** YOUR ASSIGNMENT **
What follows is a block of records; restate each one word for word.

• • • • • • •

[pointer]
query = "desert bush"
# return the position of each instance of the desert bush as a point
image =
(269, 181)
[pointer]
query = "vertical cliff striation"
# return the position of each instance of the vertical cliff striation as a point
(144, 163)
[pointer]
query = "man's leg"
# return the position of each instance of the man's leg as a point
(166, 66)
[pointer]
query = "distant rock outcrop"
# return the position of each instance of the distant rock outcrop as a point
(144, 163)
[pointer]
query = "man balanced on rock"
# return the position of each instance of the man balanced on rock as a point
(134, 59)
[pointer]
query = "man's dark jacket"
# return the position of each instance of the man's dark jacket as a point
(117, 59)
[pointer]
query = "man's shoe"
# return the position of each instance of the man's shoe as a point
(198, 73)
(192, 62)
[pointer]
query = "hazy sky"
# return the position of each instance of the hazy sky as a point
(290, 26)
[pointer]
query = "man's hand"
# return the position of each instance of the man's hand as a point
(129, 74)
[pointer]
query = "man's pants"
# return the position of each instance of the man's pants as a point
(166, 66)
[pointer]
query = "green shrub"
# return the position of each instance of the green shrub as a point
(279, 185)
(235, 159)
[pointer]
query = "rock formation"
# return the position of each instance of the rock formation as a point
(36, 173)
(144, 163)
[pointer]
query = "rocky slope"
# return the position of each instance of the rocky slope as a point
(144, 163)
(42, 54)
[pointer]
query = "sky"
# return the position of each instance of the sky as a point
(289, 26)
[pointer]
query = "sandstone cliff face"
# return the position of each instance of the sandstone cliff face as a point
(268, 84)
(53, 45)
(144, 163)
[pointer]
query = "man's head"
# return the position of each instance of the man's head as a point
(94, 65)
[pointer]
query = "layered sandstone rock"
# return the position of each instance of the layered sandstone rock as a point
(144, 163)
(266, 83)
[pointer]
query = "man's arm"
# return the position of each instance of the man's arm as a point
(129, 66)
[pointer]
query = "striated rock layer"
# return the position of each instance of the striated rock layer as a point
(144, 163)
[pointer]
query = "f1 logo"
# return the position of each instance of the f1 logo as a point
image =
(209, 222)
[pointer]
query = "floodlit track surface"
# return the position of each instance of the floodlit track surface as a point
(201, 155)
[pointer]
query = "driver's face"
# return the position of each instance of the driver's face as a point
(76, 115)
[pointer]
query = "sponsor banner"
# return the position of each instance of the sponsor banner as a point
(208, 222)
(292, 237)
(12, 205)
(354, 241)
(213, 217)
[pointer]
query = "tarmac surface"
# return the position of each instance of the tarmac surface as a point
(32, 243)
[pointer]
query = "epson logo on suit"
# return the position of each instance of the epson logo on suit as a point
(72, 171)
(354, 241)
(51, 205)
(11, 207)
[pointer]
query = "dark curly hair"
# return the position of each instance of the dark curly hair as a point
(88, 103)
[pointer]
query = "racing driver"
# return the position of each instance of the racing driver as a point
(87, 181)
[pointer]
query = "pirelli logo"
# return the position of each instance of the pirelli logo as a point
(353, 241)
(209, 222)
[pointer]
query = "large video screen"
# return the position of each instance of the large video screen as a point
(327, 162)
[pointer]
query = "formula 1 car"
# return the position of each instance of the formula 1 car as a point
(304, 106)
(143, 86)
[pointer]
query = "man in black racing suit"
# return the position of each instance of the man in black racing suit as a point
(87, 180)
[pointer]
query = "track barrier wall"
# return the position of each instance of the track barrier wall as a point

• • • • • • •

** PROBLEM SOLUTION **
[pointer]
query = "desert bush"
# return the position of each instance of the desert bush as a point
image =
(269, 181)
[pointer]
query = "vertical cliff striation"
# return the position of each instance of the vertical cliff striation as a point
(144, 163)
[pointer]
query = "man's leg"
# return the position of each instance of the man's leg as a point
(166, 66)
[pointer]
query = "distant rock outcrop"
# return the position of each instance of the distant rock outcrop as a point
(144, 163)
[pointer]
query = "man balanced on rock"
# return the position of each instance of the man balanced on rock as a point
(134, 59)
[pointer]
query = "man's dark jacket"
# return the position of each instance of the man's dark jacket as a point
(117, 59)
[pointer]
query = "man's shoe"
# return the position of each instance of the man's shoe as a point
(198, 73)
(192, 62)
[pointer]
query = "hazy sky"
# return the position of each instance of the hazy sky as a point
(290, 26)
[pointer]
query = "man's hand"
# return the position of each instance of the man's hand as a point
(129, 74)
[pointer]
query = "man's pants"
# return the position of each instance of the man's pants as a point
(166, 66)
[pointer]
query = "green shrub"
# return the position of each instance of the green shrub as a point
(279, 185)
(235, 159)
[pointer]
query = "rock formation"
# return the position of each instance of the rock formation as a point
(36, 173)
(144, 163)
[pointer]
query = "rocky slope"
# return the position of each instance of the rocky slope as a point
(144, 163)
(42, 54)
[pointer]
query = "sky"
# return the position of each instance of the sky as a point
(289, 26)
[pointer]
query = "sandstone cliff face"
# return the position of each instance of the sandstone cliff face as a point
(268, 84)
(53, 45)
(144, 163)
[pointer]
query = "man's head"
# return the position of each instance of the man's head as a point
(94, 65)
[pointer]
query = "layered sandstone rock"
# return the position of each instance of the layered sandstone rock as a point
(144, 163)
(266, 83)
[pointer]
query = "man's arm"
# return the position of each instance of the man's arm as a point
(129, 66)
[pointer]
query = "striated rock layer"
# return the position of each instance of the striated rock layer as a point
(144, 163)
[pointer]
query = "f1 logo"
# return the position of each instance of the f1 logo as a point
image =
(209, 222)
[pointer]
query = "floodlit track surface"
# return the position of each instance of the floodlit track surface as a point
(201, 155)
[pointer]
query = "driver's face"
# return the position of each instance of the driver's face as a point
(76, 115)
[pointer]
query = "sponsor banner"
# return the position of each instance of the sponsor banner as a point
(208, 222)
(292, 237)
(12, 205)
(354, 241)
(213, 217)
[pointer]
query = "tarmac surface"
# return the position of each instance of the tarmac surface as a point
(32, 243)
[pointer]
query = "epson logo on suit"
# return the position of each instance of the epson logo on suit as a point
(72, 171)
(354, 241)
(51, 205)
(11, 207)
[pointer]
query = "dark curly hair"
# return the position of each instance of the dark curly hair as a point
(88, 103)
[pointer]
query = "racing driver"
# return the position of each instance of the racing driver as a point
(87, 181)
[pointer]
query = "pirelli logo"
# return the position of each instance of the pirelli logo as a point
(353, 241)
(209, 222)
[pointer]
query = "large video screen"
# return the position of each instance of the large video screen as a point
(327, 162)
[pointer]
query = "formula 1 car"
# return the position of each instance of the formula 1 car as a point
(304, 106)
(143, 86)
[pointer]
query = "man in black racing suit"
# return the position of each instance of the man in black racing suit as a point
(87, 180)
[pointer]
query = "track barrier wall"
# return the position of each instance of the track barrier wall as a point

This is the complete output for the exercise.